Work order 1 — From the tibia fracture study excerpt, echo the words from "After primary survey" up to and including "in orthogonal planes.".
Work order 2 — In the tibia fracture study excerpt, what age range did included patients fall within?

Excerpt —
= Beginning of Section =
To establish the efficacy of definitive fixation using Limb Reconstruction System.
Materials and Methods
Out of 412 compound tibia fractures, 54 cases having Modified Gustilo Anderson Type IIIA and IIIB  were included in this prospective study. The study was conducted from 1st June 2013 to 31st August 2015 at KLE’S Dr. Prabhakar Kore Hospital and Medical Research Centre, Belagavi after obtaining the necessary ethical clearance. These 54 patients have undergone fixation using LRS to achieve bony union. Both male and female patients between the age of 18-60 years were included in the study.
Patients with immediate life threatening conditions, closed fractures, osteoporotic fractures and Modified Gustilo Anderson Type I, II and IIIC were excluded from the study.
After primary survey and ruling out immediate life threatening conditions, patients were administered intravenous antibiotics and tetanus immunoglobulin. Preoperative work up included complete haemogram, renal profile, coagulation profile, viral markers and radiographs of the affected limbs in orthogonal planes.
= End of Section =
Supplied entries —
= Beginning of Section =
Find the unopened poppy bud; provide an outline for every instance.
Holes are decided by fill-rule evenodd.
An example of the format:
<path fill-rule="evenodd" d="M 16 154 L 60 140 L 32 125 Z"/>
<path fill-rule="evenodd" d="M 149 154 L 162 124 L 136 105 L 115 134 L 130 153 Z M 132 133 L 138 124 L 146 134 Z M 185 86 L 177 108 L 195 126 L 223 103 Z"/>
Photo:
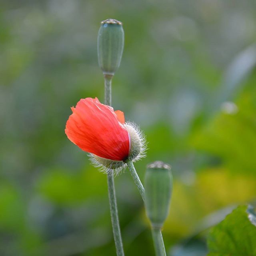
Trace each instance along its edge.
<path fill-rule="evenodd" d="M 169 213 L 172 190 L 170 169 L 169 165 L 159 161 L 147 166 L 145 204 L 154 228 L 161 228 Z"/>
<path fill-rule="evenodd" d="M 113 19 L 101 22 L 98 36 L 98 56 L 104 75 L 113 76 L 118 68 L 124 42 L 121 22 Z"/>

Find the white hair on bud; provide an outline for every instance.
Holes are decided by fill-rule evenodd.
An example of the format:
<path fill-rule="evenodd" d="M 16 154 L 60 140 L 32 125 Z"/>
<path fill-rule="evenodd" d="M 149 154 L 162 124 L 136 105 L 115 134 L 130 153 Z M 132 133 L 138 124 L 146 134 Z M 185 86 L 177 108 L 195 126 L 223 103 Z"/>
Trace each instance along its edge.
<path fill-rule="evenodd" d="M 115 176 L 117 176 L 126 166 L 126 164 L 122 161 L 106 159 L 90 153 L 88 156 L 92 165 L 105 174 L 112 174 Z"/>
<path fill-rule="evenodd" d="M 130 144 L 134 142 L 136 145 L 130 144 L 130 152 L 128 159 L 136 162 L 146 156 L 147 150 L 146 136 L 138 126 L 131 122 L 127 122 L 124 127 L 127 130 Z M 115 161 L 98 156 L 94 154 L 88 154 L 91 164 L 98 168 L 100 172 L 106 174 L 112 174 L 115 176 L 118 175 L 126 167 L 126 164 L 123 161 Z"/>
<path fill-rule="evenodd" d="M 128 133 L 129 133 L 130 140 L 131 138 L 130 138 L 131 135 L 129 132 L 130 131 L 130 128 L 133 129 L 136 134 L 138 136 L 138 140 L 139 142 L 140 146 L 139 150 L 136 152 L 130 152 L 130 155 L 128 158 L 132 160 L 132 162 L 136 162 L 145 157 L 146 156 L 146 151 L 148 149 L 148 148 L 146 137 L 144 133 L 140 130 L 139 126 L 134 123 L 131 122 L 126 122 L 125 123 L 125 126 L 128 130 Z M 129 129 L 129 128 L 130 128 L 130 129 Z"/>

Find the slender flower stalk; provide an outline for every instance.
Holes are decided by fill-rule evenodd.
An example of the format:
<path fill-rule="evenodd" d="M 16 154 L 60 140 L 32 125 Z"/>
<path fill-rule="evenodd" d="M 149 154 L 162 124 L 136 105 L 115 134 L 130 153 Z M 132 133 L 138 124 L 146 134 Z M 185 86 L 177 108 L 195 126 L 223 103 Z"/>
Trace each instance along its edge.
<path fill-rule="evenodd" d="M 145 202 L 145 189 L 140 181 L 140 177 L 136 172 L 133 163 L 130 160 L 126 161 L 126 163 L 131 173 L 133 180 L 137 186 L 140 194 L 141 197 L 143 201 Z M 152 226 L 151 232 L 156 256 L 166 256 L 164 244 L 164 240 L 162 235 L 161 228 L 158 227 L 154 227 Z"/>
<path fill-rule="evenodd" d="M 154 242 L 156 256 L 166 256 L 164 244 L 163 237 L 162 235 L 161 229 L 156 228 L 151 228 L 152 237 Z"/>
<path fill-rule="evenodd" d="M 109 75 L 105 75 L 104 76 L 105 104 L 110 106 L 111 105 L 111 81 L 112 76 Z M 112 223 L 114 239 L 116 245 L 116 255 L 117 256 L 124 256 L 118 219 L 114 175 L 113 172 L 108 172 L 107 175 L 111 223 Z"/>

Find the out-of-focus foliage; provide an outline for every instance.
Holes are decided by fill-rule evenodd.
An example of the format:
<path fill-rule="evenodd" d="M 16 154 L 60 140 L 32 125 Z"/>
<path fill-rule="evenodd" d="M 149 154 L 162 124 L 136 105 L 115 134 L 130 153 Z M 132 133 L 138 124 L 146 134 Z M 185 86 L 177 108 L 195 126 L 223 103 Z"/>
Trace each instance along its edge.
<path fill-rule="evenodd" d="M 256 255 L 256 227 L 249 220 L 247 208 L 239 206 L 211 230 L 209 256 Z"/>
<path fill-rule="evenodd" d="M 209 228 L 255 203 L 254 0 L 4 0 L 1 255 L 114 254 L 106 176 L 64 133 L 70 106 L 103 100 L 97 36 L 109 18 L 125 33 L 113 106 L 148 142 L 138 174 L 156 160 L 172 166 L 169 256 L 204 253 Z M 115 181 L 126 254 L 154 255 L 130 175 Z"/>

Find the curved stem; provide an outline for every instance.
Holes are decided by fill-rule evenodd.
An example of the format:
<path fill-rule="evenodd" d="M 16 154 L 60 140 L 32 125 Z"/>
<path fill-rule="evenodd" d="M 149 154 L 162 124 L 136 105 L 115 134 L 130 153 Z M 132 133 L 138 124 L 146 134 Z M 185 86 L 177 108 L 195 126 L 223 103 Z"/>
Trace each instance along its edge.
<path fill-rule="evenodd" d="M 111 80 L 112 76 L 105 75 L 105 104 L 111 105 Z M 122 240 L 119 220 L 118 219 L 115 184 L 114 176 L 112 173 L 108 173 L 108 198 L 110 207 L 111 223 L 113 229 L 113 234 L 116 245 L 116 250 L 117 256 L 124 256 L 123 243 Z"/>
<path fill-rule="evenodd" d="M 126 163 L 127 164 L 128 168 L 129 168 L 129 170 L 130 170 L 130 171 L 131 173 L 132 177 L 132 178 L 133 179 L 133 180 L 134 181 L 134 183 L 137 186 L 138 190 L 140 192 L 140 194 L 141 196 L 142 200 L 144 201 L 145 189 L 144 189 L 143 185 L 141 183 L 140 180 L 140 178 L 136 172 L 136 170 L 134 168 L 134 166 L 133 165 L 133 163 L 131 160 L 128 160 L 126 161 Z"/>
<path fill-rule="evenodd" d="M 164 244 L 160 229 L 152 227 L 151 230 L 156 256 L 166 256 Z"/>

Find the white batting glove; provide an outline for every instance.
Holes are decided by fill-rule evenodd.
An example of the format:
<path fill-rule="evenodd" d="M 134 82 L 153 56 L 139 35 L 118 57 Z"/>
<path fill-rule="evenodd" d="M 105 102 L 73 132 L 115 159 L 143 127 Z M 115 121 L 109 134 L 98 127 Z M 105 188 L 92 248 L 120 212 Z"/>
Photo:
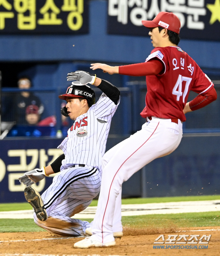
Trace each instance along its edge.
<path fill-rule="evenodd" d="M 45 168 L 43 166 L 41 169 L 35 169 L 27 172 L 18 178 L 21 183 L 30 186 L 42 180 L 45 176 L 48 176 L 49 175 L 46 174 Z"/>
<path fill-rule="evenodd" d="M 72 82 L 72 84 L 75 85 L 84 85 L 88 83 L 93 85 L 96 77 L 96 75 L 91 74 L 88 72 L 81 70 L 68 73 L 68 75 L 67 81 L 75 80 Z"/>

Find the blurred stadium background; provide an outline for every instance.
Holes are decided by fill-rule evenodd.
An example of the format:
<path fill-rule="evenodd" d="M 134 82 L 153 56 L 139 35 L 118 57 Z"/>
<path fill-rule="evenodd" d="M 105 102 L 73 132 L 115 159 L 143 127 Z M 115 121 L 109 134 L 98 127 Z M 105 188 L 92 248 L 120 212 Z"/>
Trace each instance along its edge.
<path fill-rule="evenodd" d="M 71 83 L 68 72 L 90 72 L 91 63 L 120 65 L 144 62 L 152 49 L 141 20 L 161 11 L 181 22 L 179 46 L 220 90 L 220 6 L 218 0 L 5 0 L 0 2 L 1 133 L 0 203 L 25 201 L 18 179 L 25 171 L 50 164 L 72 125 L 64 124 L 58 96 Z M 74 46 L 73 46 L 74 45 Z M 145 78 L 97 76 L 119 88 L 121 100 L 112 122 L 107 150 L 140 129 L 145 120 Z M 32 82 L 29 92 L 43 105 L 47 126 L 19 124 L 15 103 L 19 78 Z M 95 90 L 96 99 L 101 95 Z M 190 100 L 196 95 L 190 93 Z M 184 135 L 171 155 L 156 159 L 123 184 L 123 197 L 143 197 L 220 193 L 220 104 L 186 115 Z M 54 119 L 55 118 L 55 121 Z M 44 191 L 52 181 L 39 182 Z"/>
= End of Section =
Task solution 1 —
After primary survey and ruling out immediate life threatening conditions, patients were administered intravenous antibiotics and tetanus immunoglobulin. Preoperative work up included complete haemogram, renal profile, coagulation profile, viral markers and radiographs of the affected limbs in orthogonal planes.

Task solution 2 — 18 to 60 years